■ Provided entries:
--- Begin ---

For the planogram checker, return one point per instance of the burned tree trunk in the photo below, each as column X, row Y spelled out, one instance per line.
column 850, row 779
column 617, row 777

--- End ---
--- Begin ---

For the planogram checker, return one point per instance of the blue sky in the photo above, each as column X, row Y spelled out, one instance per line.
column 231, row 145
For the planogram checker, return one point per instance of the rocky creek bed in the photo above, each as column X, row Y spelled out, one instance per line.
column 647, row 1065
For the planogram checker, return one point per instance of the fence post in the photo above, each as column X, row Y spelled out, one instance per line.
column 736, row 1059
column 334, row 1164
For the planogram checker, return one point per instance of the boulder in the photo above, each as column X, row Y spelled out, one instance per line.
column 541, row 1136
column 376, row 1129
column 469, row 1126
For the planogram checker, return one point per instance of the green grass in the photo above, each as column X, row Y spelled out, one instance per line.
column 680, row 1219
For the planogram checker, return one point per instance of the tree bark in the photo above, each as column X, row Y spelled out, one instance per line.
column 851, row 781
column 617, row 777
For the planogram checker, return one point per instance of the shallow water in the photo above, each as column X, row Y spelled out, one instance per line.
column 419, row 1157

--- End ---

■ Work instructions:
Show every line of the listing above in which the word "tree" appears, reproducing each such line in full.

■ Response for this exercise:
For the planogram checker, return one point per instance of the burned tree trunk in the photo below, each as column X, row Y spelled out, one instance per line.
For the planogram checker, return one point per instance of the tree bark in the photo above, each as column X, row Y spelled out, one instance per line.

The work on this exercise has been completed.